What needs to be done => Reproduce the following material verbatim, beginning at the line that contains "Segment every instance of the <item>trousers</item>." and stopping after the line that contains "30 131 L 35", with both of those lines included.

Entries =>
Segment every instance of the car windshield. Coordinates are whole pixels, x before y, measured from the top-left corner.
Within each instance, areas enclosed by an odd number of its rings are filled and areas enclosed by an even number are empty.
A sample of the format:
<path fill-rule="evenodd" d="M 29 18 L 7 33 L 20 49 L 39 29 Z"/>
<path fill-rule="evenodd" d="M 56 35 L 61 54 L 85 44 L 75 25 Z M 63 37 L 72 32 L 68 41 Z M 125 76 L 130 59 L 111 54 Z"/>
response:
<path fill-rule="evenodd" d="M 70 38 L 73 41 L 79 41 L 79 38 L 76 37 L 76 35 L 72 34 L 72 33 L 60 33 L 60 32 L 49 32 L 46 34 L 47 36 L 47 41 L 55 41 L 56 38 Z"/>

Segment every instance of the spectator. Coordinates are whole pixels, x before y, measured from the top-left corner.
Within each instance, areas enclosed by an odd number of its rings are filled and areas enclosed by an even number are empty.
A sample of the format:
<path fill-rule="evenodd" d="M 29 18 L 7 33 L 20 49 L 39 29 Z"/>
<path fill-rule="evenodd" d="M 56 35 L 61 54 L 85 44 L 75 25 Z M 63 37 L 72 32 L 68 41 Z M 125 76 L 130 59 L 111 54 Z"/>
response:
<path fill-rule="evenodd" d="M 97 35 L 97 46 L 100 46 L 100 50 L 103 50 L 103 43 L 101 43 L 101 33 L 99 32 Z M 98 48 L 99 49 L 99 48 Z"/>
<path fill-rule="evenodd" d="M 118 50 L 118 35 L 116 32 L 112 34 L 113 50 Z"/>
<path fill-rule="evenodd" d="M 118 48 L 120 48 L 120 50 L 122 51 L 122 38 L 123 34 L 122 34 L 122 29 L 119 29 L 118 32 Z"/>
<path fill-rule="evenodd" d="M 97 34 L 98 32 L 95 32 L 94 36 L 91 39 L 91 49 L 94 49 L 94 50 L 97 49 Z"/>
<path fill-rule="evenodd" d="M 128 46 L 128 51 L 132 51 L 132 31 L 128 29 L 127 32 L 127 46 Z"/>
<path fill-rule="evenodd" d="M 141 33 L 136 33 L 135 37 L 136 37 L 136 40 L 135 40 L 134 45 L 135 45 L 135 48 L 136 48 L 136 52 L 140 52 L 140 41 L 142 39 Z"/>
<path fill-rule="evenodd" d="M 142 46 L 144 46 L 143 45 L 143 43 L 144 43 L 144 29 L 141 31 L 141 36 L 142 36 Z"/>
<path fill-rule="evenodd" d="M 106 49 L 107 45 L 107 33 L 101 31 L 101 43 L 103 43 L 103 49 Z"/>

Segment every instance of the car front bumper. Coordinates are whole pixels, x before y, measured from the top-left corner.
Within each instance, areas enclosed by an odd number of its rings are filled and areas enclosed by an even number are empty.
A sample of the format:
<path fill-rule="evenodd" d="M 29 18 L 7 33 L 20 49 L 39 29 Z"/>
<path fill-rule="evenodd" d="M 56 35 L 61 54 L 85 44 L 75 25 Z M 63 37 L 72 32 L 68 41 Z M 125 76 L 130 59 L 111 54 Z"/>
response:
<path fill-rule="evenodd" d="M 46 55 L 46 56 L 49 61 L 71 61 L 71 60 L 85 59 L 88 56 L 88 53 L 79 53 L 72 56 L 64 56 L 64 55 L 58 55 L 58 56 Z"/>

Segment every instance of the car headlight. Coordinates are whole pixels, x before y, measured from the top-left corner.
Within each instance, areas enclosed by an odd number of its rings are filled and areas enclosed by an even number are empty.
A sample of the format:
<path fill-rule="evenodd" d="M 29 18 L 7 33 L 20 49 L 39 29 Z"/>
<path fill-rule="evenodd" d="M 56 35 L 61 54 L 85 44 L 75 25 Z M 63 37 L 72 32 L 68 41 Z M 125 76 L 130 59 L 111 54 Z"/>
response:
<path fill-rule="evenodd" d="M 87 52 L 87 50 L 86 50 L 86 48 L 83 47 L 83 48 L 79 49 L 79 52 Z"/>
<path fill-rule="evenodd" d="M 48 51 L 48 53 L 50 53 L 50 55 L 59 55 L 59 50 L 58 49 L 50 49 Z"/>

* * *

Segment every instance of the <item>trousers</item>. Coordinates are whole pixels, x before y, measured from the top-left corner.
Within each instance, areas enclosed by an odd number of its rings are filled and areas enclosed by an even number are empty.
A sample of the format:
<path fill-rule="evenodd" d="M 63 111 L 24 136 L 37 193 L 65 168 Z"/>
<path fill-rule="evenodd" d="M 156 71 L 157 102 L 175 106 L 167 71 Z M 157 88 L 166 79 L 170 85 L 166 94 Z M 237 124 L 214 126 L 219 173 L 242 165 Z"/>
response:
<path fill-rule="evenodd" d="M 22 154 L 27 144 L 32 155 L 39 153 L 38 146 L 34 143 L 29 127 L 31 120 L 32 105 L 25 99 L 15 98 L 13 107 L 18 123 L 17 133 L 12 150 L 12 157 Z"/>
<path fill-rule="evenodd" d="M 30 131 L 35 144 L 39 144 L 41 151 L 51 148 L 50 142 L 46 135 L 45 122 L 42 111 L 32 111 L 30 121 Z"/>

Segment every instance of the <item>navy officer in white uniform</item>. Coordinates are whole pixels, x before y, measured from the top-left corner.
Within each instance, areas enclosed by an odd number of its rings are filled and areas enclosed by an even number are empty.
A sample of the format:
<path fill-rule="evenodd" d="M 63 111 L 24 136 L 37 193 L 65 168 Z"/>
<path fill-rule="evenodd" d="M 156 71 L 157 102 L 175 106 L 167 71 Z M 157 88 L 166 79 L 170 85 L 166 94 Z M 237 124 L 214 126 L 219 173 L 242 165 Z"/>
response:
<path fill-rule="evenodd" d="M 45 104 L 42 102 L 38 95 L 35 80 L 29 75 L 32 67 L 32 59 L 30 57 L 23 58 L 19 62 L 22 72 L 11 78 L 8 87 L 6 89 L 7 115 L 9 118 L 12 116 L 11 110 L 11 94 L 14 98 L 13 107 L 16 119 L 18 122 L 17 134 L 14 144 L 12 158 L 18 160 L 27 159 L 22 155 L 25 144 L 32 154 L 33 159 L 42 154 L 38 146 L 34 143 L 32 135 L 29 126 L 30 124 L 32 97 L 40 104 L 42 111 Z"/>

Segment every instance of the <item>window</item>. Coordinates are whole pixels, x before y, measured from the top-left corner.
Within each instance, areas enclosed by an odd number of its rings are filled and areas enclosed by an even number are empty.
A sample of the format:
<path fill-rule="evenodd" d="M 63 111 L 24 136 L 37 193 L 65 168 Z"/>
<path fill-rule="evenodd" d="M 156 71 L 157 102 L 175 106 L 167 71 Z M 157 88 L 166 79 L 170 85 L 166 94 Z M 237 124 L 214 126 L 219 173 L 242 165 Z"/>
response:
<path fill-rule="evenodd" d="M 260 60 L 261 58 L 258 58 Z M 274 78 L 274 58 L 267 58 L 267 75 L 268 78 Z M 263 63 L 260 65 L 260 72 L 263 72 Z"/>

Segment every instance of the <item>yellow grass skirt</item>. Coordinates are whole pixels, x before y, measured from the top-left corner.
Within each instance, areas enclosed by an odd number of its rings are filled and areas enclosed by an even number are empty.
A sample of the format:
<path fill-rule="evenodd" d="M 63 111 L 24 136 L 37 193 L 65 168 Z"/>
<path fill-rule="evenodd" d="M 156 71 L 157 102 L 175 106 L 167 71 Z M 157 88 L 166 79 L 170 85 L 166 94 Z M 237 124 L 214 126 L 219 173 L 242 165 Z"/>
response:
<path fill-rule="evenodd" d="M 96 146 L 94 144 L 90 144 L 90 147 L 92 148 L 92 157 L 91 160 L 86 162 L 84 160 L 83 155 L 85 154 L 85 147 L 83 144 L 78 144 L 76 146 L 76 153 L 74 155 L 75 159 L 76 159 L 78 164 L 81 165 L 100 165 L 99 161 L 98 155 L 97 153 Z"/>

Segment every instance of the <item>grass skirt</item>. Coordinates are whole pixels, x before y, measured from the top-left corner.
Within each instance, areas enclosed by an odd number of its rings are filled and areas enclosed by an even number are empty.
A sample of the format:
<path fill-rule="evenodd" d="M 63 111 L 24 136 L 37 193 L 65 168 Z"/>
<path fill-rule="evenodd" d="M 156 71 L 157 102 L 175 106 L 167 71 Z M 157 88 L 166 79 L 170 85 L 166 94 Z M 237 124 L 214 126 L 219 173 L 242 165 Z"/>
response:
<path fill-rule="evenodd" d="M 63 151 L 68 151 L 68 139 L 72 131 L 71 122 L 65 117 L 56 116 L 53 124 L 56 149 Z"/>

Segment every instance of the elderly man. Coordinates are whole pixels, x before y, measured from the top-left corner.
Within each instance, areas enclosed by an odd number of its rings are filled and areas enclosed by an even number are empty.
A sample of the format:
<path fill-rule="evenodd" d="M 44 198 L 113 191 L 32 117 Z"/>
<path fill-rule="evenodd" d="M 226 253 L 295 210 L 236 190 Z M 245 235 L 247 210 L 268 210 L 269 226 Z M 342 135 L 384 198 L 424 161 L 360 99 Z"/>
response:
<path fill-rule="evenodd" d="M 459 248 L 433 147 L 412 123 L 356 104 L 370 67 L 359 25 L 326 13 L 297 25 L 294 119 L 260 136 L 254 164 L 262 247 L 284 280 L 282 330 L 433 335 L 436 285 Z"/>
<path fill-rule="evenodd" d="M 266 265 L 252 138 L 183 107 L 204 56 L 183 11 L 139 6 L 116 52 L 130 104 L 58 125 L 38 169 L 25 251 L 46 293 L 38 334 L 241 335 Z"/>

* * *

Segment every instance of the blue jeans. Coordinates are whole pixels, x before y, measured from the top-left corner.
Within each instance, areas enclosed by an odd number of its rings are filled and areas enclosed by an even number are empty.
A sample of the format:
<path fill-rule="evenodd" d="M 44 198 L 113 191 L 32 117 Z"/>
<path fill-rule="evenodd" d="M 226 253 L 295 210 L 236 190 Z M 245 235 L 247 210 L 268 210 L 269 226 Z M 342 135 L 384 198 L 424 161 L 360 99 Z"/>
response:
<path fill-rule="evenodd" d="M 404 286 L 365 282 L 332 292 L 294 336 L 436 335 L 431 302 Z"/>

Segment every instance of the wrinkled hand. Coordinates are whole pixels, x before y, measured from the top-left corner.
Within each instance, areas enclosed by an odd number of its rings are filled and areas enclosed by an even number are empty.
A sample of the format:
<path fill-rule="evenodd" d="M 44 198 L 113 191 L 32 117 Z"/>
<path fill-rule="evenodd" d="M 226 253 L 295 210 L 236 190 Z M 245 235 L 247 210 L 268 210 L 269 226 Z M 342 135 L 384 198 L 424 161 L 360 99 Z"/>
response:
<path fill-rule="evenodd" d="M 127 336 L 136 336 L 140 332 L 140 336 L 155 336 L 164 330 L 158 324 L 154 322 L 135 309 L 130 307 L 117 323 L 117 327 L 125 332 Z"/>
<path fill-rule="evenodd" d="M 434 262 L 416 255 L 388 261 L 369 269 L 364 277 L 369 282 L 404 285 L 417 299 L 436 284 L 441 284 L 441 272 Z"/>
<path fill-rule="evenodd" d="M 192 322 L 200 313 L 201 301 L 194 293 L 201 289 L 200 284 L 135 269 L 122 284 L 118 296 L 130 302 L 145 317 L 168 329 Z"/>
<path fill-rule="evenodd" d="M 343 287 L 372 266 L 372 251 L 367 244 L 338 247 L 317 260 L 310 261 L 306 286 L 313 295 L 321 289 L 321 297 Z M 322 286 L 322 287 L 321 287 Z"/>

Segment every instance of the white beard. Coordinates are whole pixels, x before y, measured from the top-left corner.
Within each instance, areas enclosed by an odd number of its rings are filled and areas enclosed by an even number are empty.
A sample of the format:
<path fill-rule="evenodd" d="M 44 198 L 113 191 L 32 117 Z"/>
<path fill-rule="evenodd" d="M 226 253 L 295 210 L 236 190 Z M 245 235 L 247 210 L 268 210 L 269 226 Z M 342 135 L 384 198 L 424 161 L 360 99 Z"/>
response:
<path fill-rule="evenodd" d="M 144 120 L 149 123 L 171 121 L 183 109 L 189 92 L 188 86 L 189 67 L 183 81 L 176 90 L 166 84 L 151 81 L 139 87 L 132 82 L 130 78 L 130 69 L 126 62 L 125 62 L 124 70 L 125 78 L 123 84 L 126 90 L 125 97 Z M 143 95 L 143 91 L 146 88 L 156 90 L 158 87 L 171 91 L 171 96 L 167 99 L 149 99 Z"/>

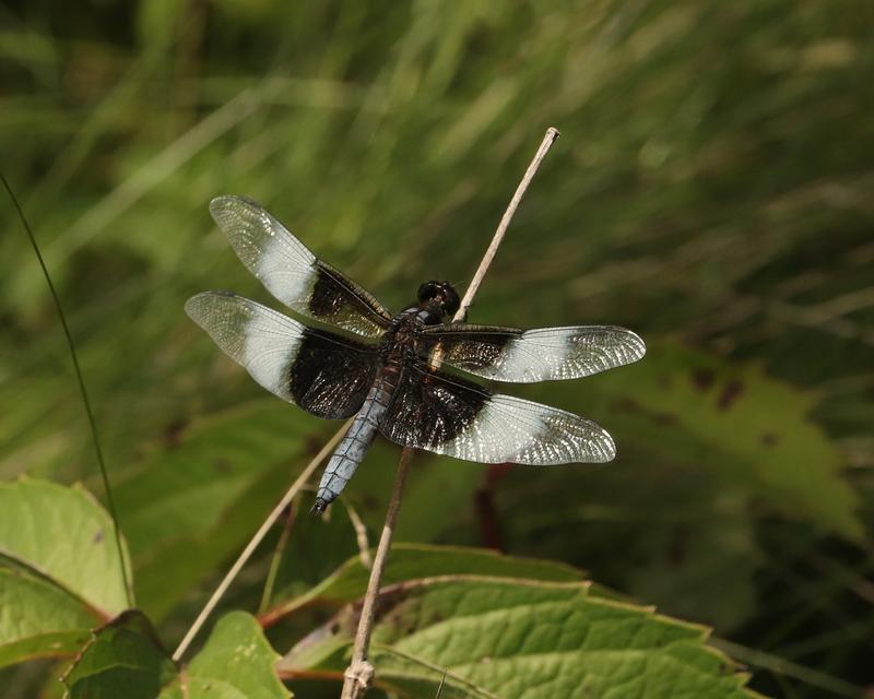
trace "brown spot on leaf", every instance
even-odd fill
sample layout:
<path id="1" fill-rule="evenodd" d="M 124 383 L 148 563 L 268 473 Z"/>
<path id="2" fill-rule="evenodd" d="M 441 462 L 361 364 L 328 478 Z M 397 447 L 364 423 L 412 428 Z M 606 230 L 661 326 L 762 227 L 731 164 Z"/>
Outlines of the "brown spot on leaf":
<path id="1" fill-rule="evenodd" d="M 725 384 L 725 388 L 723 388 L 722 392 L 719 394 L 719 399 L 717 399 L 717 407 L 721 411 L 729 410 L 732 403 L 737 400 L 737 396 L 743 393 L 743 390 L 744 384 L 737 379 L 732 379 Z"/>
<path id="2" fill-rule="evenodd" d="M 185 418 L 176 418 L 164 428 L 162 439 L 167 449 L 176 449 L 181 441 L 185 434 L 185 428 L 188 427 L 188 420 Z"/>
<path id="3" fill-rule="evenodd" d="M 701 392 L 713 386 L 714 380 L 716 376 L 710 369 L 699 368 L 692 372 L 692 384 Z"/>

Complete answer =>
Segment every instance of the <item>trousers</item>. Coordinates are whole pixels, x before y, measured from the top-left corner.
Within each instance, areas enclosed by an odd number of its rings are filled and areas enclosed by an even number are empty.
A sample of the format:
<path fill-rule="evenodd" d="M 63 111 L 24 136 L 37 193 L 65 168 Z"/>
<path fill-rule="evenodd" d="M 156 71 L 157 102 L 175 106 L 167 71 Z M 157 88 L 166 79 L 170 85 L 166 94 Z M 237 124 L 214 126 L 219 173 L 242 165 Z"/>
response:
<path fill-rule="evenodd" d="M 22 154 L 27 144 L 32 155 L 39 153 L 38 146 L 34 143 L 29 127 L 31 120 L 32 105 L 25 99 L 15 98 L 13 107 L 18 123 L 17 133 L 12 150 L 12 157 Z"/>
<path fill-rule="evenodd" d="M 30 131 L 35 144 L 39 144 L 41 151 L 51 148 L 50 142 L 46 135 L 45 122 L 42 111 L 32 111 L 30 121 Z"/>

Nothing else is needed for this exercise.